TASK GOAL –
Scanning the entries below, copy every line that contains the word "with".

SUPPLIED INFORMATION –
☆ ☆ ☆ ☆

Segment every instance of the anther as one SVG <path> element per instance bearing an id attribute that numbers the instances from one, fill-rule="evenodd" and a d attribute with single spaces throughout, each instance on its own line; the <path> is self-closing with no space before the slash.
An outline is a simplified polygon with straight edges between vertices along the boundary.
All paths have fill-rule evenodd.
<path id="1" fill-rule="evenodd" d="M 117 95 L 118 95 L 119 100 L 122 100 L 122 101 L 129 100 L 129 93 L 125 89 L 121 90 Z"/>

☆ ☆ ☆ ☆

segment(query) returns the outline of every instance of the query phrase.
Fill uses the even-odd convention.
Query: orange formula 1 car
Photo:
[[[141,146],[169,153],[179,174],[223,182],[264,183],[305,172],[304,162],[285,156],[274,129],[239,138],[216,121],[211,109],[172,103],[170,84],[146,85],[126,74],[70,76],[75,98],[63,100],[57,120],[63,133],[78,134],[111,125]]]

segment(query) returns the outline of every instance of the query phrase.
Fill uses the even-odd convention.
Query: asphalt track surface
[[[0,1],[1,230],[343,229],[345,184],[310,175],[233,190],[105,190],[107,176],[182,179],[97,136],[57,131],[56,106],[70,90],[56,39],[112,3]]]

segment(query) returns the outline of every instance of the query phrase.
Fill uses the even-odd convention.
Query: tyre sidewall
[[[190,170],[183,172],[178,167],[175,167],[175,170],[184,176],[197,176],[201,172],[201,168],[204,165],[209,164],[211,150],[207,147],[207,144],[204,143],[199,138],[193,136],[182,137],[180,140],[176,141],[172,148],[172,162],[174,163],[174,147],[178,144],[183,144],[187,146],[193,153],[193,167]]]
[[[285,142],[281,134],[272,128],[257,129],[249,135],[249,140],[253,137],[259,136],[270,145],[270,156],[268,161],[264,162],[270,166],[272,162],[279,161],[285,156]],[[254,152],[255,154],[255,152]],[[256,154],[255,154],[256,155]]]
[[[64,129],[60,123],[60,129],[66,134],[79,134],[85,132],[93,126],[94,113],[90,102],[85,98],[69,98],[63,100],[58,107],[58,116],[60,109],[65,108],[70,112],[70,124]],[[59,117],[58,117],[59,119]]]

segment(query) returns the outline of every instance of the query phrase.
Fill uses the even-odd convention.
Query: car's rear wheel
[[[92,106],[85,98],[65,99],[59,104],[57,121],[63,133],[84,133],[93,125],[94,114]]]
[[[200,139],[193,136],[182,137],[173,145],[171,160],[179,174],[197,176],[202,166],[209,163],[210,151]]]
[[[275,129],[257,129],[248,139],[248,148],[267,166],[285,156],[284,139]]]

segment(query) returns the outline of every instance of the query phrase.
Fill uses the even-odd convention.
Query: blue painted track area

☆ ☆ ☆ ☆

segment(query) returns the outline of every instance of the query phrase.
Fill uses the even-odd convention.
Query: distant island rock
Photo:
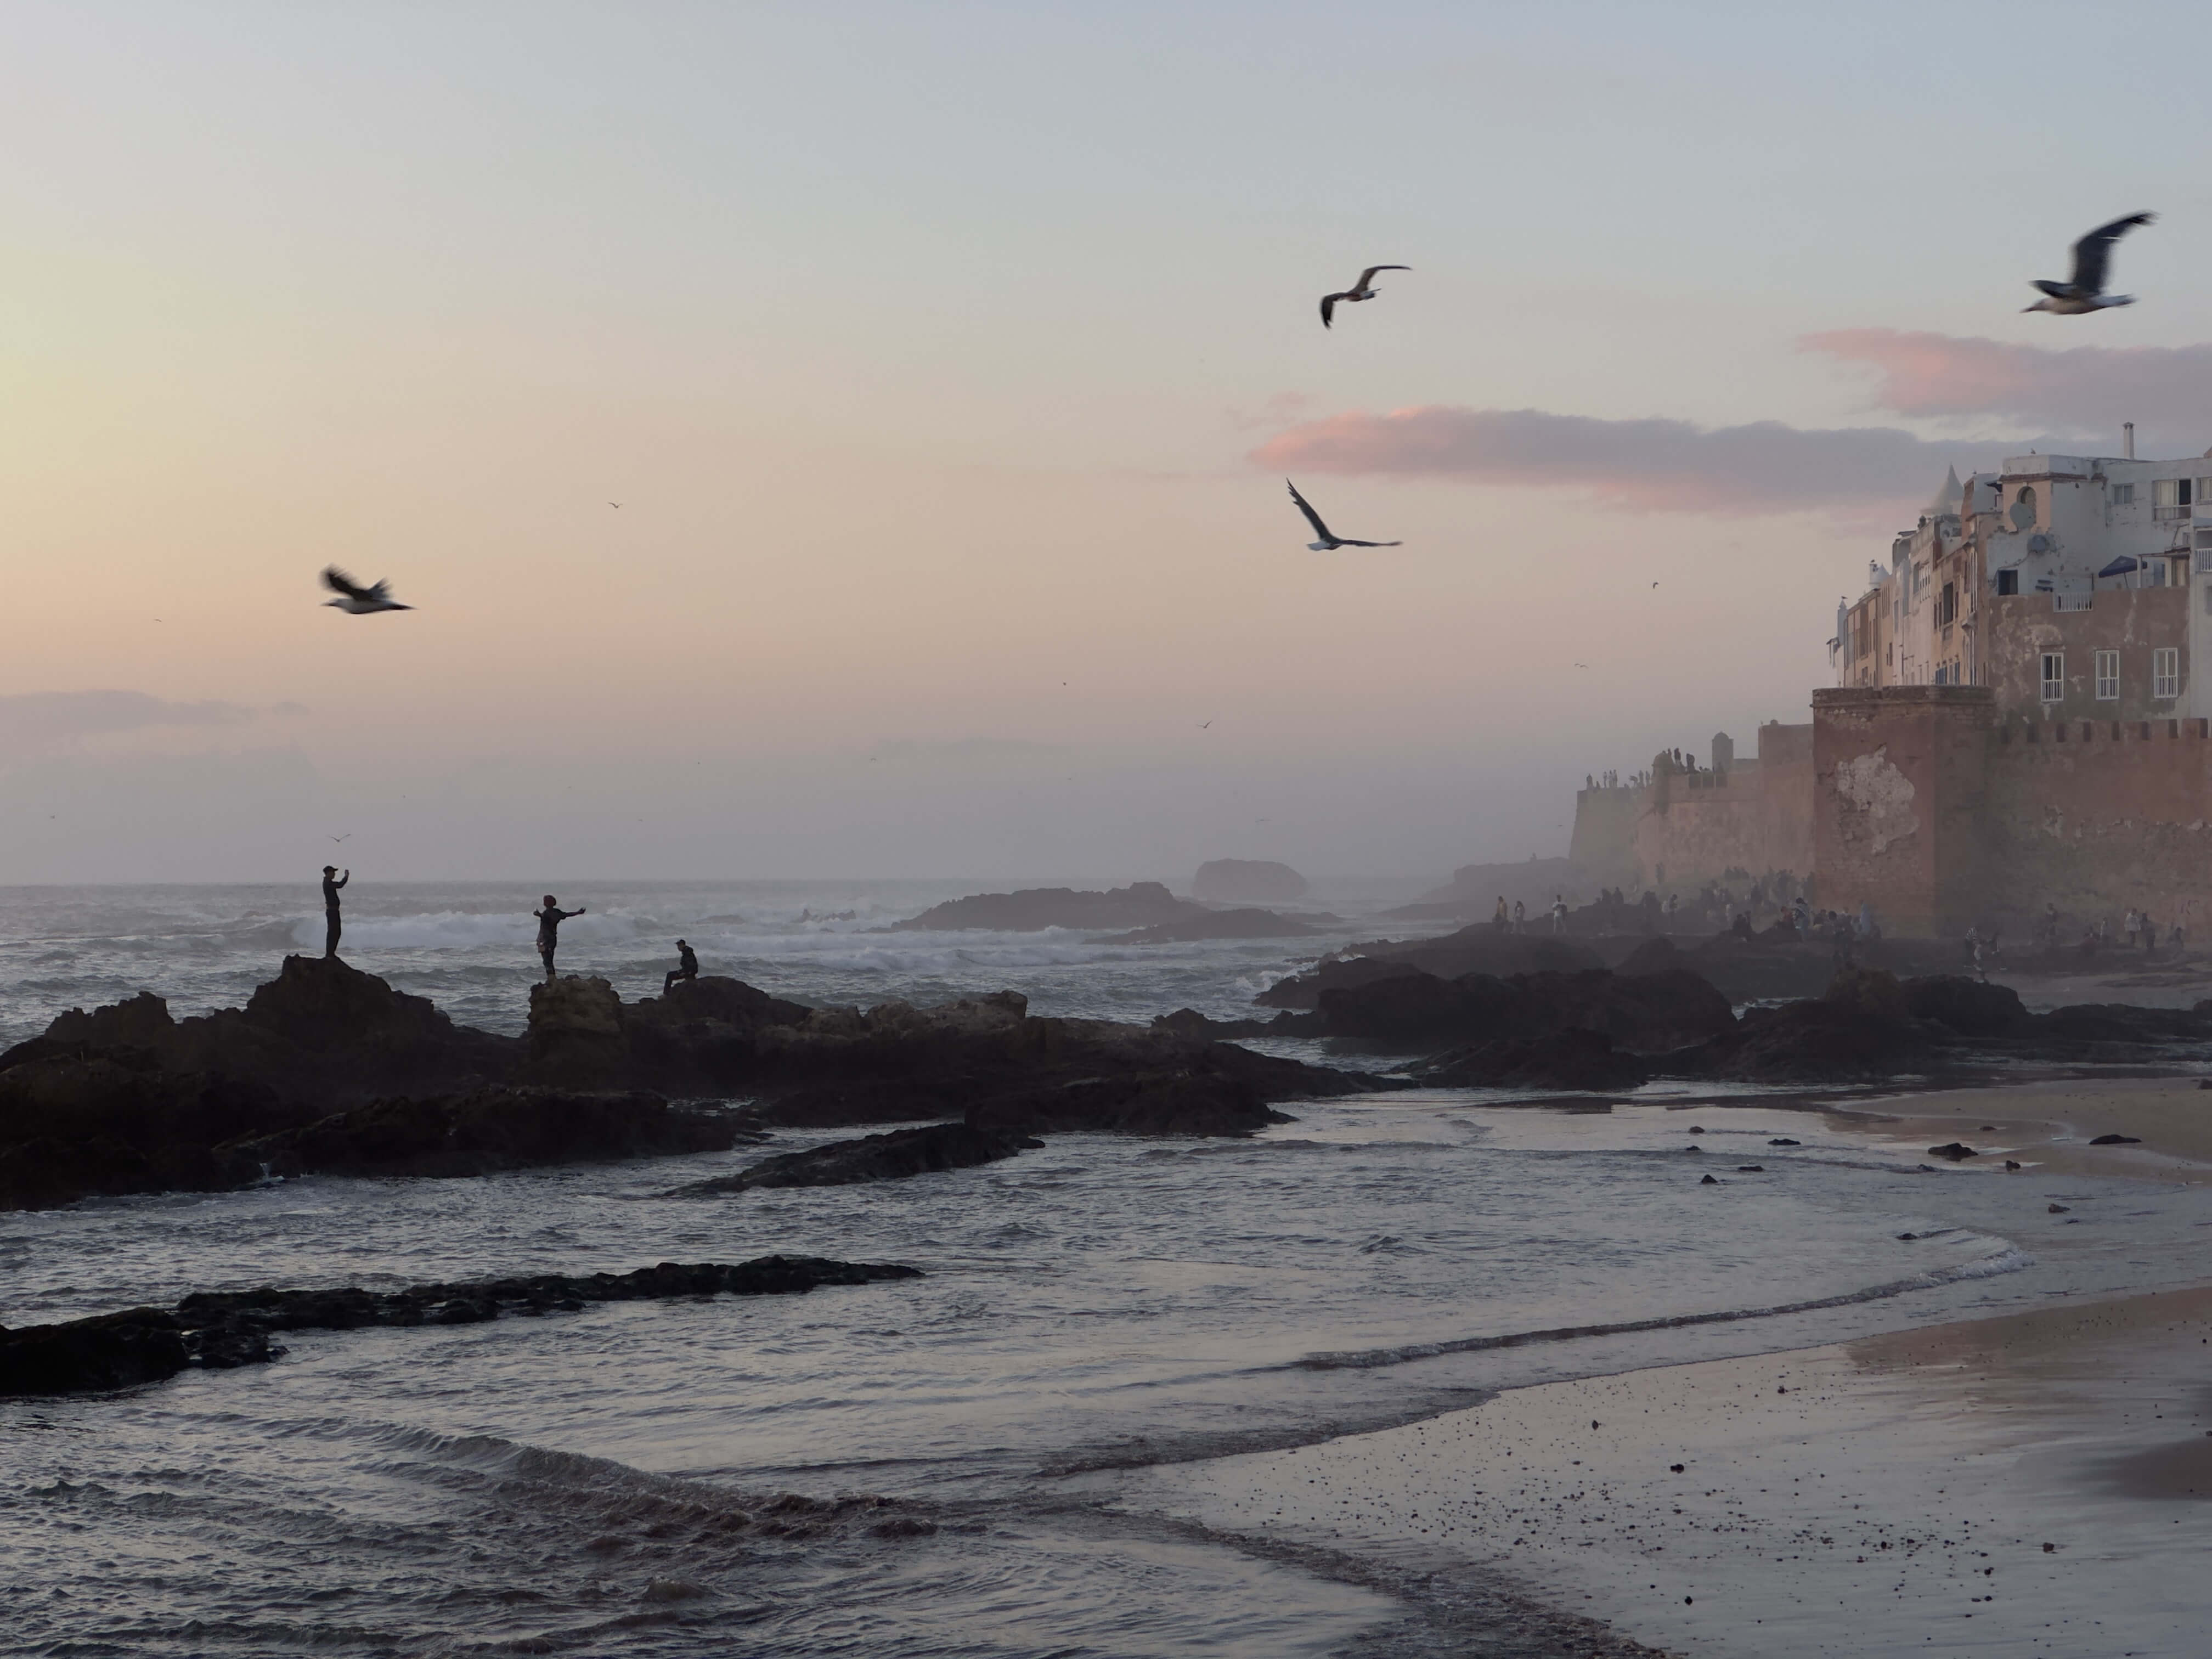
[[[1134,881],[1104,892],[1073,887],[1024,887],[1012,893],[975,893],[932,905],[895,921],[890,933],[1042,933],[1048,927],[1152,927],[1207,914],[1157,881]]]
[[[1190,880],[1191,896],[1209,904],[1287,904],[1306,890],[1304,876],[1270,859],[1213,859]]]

☆ ☆ ☆ ☆

TASK OUTPUT –
Segment every instance of the anther as one SVG <path> element per instance bearing an id attribute that numbers the instances from one, fill-rule="evenodd" and a d attribute with single spaces throughout, each instance on its own line; the <path> is self-closing with no space before the slash.
An outline is a simplified polygon with straight edges between vertices along the boundary.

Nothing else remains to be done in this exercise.